= Texte de la page =
_ _ _

Lieux de mémoire – Casamémoire ou les mémoires d’une ville

Casamémoire, association à but non lucratif, est créée en 1995 en réaction à plusieurs démolitions de bâtiments à l’architecture coloniale remarquable, notamment celle de la villa El Mokri, réalisée en 1932 par l’architecte Marius Boyer. Elle naît à l’initiative de plusieurs Casablancais – architectes, artistes, journalistes, enseignants, etc. – amoureux de leur ville et voulant démontrer que Casablanca offre de nombreux édifices de qualité, contrairement aux idées véhiculées à l’époque sur la capitale économique du Maroc, considérée comme peu digne d’intérêt. Le but de l’association est la protection et la valorisation du patrimoine architectural, le développement du tourisme culturel et la préservation de la mémoire collective. Ainsi, Casamémoire commence son action de sensibilisation par l’organisation de conférences et de visites guidées de la ville, destinées aux étudiants, aux décideurs, aux touristes ou aux simples curieux.

En 1998, la publication de Casablanca. Mythes et figures d’une aventure urbaine, de Jean-Louis Cohen et Monique Eleb, donne une base scientifique à l’action militante de l’association. Deux ans plus tard, lors de l’exposition Casablanca, mémoires d’architectures présentée à la Villa des Arts, Casamémoire organise une série de tables rondes sur le thème de la préservation du patrimoine bâti et interroge la question de l’appropriation du patrimoine colonial. L’événement, largement relayé par les médias, permet à Casamémoire de monter en puissance et de nouer des partenariats avec plusieurs institutions. L’association se restructure, se développe et organise de nombreuses actions au succès notable comme les Journées du patrimoine, l’université populaire du patrimoine ou encore la coordination du projet de transformation des anciens abattoirs de Casablanca en fabrique culturelle. Surtout, Casamémoire ouvre son champ d’action au patrimoine mémoriel, bien au-delà de l’architecture dite « coloniale », en travaillant sur la mémoire des « années de plomb » du règne du roi Hassan II, notamment sur le quartier de Hay Mohammedi. Elle participe activement à la préparation du dossier de candidature de Casablanca pour son inscription sur la liste du patrimoine mondial.

_ _ _

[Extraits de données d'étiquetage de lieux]
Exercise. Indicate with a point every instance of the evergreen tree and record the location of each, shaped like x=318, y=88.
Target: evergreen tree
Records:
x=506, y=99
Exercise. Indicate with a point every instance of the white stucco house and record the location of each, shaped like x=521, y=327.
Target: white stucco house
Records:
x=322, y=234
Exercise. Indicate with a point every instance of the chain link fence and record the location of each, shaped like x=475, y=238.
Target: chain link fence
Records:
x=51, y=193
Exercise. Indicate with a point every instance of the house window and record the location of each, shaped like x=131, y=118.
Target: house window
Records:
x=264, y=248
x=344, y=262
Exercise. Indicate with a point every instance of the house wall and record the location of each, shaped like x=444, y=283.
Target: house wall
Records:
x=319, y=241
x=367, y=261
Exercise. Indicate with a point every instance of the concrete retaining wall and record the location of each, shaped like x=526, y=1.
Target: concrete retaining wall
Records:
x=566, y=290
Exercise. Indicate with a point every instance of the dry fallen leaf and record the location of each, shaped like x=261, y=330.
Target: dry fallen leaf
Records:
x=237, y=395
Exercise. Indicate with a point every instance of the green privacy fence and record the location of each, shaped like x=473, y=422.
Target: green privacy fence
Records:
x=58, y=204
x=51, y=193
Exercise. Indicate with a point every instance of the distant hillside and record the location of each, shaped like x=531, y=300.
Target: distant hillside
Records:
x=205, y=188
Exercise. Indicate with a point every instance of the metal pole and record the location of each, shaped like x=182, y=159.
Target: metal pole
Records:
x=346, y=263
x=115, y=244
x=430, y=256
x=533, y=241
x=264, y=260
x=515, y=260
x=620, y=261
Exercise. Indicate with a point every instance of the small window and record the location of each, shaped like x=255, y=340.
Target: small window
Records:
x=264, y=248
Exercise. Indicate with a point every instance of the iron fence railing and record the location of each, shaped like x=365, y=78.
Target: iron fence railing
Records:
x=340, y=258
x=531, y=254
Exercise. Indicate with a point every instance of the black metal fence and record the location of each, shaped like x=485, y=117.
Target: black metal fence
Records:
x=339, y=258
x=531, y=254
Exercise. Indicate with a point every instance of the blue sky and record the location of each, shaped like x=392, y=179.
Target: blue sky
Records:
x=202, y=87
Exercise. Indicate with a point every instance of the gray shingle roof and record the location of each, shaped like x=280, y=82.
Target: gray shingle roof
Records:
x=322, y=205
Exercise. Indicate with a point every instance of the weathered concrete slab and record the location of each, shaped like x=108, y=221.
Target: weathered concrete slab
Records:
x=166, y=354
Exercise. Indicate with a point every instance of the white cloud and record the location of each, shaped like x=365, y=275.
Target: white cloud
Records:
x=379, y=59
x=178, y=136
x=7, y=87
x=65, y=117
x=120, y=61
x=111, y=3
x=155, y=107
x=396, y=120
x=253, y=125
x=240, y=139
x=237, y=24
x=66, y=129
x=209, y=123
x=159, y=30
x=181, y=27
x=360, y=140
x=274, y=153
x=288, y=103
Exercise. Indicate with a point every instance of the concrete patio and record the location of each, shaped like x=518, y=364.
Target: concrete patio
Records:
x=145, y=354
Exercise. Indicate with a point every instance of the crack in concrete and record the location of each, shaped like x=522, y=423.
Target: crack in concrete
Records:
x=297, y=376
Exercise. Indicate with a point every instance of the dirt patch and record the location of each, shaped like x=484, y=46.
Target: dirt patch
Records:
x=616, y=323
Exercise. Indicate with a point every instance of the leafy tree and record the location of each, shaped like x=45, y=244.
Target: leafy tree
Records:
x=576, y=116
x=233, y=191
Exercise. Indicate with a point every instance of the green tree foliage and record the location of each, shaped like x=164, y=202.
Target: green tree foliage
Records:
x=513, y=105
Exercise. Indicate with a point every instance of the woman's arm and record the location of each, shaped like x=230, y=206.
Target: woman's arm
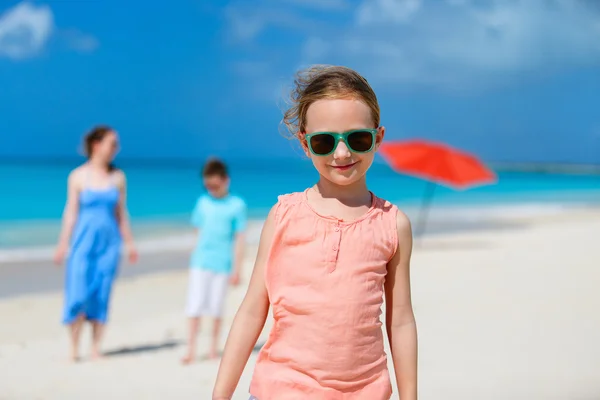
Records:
x=400, y=320
x=248, y=322
x=69, y=216
x=123, y=217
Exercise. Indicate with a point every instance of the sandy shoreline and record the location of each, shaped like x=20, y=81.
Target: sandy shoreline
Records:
x=508, y=312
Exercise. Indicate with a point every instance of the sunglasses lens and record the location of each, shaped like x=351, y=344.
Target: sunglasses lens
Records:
x=322, y=144
x=360, y=141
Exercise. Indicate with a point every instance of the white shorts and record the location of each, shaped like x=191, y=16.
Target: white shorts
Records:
x=206, y=293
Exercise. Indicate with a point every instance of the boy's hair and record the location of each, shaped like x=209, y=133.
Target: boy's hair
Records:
x=215, y=167
x=326, y=82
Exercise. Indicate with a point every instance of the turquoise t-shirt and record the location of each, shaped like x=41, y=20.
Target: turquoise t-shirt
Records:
x=219, y=220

_ _ _

= Énoncé =
D'après le texte sur Casamémoire, répondez s'il vous plaît à ces trois questions :
(a) En quelle année l'association est-elle créée ?
(b) Où est présentée l'exposition Casablanca, mémoires d'architectures ?
(c) Sur quel quartier l'association travaille-t-elle notamment à propos des « années de plomb » ?
Les entrées forment un matériau indépendant du texte sur Casamémoire.

= Réponse =
(a) En 1995.
(b) À la Villa des Arts.
(c) Sur le quartier de Hay Mohammedi.